Records from a point labeling set:
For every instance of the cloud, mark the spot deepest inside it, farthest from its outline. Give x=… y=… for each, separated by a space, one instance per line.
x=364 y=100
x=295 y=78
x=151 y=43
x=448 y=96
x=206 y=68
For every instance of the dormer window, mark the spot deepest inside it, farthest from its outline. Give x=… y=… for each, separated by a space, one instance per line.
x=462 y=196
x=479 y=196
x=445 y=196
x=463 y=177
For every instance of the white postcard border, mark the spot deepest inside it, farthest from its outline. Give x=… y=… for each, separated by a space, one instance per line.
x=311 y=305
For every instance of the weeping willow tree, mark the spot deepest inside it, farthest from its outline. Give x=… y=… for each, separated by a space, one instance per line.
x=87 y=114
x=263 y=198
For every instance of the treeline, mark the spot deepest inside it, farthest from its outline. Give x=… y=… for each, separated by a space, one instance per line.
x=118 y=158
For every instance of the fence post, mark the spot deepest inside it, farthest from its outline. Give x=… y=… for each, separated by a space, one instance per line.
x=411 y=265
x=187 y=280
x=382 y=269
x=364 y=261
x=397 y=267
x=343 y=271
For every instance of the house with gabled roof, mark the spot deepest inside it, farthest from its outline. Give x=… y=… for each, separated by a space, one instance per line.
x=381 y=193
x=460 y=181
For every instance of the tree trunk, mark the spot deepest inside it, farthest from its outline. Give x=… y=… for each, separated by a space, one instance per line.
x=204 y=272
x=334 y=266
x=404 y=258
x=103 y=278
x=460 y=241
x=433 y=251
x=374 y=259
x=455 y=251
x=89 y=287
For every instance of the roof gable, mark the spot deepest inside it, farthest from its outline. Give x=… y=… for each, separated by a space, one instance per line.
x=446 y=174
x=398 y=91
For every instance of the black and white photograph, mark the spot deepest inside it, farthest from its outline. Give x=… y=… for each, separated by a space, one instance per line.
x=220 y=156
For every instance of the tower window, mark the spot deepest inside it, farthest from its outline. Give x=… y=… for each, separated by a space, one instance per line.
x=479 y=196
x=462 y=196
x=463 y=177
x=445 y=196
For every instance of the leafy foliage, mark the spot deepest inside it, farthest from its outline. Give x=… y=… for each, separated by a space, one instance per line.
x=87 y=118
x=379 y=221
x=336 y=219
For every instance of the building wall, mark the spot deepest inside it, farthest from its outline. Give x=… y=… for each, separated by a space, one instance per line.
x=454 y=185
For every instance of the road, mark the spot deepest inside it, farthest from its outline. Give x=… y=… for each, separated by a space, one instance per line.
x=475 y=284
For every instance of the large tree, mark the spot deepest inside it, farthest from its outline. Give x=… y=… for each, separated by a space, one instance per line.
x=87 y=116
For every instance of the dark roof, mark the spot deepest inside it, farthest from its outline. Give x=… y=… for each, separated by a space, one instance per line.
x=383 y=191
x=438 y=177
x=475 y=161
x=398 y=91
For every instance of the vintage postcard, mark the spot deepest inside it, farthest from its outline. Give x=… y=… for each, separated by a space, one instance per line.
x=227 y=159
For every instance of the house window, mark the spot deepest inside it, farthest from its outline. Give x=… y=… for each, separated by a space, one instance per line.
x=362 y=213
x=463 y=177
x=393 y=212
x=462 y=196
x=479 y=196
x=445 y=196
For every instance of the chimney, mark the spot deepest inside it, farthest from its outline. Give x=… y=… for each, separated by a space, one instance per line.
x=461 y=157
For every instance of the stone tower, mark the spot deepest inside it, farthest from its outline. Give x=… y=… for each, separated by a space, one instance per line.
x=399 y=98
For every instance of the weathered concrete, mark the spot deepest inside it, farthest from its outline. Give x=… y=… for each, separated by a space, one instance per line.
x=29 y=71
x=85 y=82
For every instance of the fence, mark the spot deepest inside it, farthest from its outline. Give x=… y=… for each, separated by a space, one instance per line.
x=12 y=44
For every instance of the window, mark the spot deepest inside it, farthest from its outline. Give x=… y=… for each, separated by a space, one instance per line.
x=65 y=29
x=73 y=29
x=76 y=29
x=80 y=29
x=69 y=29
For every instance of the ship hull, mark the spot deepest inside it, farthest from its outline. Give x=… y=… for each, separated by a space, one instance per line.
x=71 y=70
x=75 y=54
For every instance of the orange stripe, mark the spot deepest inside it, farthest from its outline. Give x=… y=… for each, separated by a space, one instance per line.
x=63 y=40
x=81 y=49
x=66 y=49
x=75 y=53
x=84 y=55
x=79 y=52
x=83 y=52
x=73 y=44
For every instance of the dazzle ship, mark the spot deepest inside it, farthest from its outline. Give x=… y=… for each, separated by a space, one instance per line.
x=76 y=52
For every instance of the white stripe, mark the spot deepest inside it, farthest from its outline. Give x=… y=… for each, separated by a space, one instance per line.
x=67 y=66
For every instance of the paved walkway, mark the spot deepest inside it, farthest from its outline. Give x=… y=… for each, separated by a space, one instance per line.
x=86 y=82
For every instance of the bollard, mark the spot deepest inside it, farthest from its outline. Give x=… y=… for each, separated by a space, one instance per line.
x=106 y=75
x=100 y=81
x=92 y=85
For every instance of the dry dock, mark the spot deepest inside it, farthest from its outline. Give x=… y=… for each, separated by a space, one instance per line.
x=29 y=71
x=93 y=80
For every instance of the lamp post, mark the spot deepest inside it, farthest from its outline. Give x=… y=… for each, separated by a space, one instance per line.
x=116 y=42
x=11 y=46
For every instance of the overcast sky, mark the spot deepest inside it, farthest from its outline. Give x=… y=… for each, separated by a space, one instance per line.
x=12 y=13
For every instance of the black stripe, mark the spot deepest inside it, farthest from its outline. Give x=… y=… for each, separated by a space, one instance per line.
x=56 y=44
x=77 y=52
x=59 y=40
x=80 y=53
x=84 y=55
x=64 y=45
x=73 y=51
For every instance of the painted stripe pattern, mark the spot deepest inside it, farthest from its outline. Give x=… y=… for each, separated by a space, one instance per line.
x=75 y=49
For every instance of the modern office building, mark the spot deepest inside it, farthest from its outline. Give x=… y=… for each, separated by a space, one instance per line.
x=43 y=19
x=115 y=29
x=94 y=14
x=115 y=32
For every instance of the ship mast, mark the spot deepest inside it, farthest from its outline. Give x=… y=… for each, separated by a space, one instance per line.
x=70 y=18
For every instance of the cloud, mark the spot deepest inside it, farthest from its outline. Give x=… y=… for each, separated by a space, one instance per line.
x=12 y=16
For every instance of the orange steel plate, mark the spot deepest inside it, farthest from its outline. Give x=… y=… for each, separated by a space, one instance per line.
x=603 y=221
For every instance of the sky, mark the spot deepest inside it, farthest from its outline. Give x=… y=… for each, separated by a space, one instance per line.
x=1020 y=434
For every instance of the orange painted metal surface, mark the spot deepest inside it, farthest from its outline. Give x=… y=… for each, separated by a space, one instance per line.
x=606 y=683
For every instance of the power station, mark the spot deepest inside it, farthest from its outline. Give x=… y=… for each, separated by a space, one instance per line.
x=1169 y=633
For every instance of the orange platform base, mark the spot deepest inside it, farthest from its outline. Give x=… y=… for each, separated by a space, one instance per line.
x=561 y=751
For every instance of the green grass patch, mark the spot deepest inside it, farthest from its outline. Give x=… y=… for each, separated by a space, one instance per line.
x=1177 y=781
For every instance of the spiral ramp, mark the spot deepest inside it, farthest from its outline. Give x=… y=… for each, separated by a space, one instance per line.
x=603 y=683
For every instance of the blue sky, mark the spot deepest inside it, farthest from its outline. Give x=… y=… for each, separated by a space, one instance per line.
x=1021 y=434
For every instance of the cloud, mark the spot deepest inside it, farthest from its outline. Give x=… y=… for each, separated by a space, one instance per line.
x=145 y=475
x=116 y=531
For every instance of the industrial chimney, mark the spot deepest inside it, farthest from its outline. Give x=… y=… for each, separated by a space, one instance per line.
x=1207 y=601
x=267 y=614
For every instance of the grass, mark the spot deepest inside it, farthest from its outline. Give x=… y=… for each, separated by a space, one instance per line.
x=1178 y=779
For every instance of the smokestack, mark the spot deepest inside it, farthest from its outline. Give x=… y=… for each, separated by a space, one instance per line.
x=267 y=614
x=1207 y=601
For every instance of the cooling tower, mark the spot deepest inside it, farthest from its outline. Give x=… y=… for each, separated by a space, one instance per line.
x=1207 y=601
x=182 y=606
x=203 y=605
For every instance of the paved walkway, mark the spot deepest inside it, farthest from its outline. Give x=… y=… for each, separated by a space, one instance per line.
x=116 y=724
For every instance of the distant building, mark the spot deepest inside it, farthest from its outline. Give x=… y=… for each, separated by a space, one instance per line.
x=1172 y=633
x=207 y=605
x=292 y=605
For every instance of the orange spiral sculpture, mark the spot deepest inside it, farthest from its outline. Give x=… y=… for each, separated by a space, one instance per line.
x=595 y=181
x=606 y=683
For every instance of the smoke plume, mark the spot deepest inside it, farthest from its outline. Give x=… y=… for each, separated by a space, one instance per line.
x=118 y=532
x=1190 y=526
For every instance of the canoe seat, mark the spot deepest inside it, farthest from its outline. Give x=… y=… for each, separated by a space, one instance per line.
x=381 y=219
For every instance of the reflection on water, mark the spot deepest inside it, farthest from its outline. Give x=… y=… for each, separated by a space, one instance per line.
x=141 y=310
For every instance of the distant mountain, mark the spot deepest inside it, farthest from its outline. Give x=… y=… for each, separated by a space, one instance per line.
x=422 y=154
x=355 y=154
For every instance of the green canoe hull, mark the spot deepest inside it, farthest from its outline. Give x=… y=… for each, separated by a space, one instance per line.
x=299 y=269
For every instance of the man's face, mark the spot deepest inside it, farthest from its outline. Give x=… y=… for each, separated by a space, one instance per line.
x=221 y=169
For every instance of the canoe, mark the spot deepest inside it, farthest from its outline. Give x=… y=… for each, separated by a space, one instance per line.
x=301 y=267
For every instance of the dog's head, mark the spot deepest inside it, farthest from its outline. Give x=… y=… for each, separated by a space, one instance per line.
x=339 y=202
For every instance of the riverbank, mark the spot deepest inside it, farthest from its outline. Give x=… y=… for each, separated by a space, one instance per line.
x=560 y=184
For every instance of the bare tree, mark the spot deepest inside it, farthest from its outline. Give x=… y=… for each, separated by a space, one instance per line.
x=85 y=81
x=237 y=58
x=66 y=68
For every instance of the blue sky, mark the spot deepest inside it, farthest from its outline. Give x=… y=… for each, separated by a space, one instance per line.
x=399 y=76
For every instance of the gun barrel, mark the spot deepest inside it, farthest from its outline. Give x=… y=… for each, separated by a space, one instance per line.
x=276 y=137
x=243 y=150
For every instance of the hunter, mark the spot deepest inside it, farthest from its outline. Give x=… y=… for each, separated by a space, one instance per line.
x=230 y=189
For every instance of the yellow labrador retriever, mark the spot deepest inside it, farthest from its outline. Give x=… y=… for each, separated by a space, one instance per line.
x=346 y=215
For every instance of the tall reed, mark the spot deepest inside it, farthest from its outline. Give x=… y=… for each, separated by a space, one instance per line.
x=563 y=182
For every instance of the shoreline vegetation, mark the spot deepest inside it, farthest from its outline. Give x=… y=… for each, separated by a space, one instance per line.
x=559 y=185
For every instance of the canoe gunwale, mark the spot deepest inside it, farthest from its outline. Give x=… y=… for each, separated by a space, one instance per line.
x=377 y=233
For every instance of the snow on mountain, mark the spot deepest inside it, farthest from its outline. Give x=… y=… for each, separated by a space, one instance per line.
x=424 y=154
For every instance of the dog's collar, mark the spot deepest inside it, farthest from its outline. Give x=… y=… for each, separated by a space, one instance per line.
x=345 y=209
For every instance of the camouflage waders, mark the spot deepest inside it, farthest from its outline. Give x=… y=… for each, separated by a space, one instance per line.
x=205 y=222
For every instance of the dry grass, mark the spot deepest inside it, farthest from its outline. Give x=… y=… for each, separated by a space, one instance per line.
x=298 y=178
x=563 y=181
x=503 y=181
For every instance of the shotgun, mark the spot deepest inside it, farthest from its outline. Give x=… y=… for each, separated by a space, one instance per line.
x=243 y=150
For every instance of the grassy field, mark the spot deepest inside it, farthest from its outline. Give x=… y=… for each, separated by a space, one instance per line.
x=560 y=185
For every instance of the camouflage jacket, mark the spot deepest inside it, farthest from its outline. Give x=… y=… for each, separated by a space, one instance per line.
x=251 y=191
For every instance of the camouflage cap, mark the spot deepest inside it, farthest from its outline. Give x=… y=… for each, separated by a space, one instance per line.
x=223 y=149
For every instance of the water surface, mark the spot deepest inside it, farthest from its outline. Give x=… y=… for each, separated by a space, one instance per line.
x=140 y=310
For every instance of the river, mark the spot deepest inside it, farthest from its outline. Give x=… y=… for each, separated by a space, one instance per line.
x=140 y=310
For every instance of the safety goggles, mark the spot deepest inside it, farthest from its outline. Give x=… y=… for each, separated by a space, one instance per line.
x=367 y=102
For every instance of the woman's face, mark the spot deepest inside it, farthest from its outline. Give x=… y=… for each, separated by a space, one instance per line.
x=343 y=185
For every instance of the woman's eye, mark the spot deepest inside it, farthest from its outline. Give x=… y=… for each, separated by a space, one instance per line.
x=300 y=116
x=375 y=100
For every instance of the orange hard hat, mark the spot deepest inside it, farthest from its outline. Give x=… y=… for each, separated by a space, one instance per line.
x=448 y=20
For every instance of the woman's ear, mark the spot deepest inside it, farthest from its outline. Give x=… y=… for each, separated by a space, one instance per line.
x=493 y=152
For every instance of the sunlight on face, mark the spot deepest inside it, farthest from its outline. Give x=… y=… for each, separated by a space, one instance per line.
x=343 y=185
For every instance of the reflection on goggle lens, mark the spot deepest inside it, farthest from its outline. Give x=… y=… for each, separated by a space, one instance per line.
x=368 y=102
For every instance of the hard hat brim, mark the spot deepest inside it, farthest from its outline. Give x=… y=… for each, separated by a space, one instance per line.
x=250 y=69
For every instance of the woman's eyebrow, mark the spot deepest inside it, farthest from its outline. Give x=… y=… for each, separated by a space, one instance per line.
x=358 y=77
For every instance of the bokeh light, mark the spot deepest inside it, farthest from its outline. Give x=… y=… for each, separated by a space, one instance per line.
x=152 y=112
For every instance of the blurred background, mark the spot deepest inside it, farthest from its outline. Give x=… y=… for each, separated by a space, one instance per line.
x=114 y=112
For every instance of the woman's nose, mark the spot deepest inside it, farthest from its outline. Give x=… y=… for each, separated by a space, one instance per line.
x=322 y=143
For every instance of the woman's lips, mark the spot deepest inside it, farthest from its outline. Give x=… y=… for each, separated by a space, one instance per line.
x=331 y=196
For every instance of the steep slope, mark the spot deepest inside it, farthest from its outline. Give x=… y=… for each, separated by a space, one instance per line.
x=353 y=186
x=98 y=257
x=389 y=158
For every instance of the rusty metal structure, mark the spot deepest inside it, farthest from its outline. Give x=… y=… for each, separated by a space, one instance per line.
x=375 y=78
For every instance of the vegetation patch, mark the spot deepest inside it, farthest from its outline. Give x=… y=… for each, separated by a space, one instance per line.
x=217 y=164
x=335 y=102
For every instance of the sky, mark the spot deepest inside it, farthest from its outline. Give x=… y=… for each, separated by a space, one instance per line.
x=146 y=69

- Given problem -
Quote, word for word, every line starting at the one that contains "For every instance of the woman's lips, mark" and ending with the final line of the entries.

- Written solution -
For every instance of the woman's lips, mark the spot deepest inside it, farthest from its outline. Give x=… y=… for each, separated by a space, one instance per line.
x=331 y=196
For every instance of the steep slope, mark the spot deepest inside it, farthest from its outline. Give x=… y=… for each, separated by a space, one instance per line.
x=353 y=186
x=98 y=257
x=389 y=158
For every instance of the rusty metal structure, mark the spot deepest inside it, farthest from its outline. Give x=… y=… for each, separated by a space, one instance per line.
x=375 y=78
For every instance of the vegetation patch, mark the spot deepest inside it, farthest from its outline. Give x=… y=… for each, separated by a space, one instance per line.
x=217 y=164
x=335 y=102
For every instance of the sky, mark the spot deepest inside it, farthest from its outline. Give x=… y=… for each, separated by a space, one instance per line.
x=146 y=69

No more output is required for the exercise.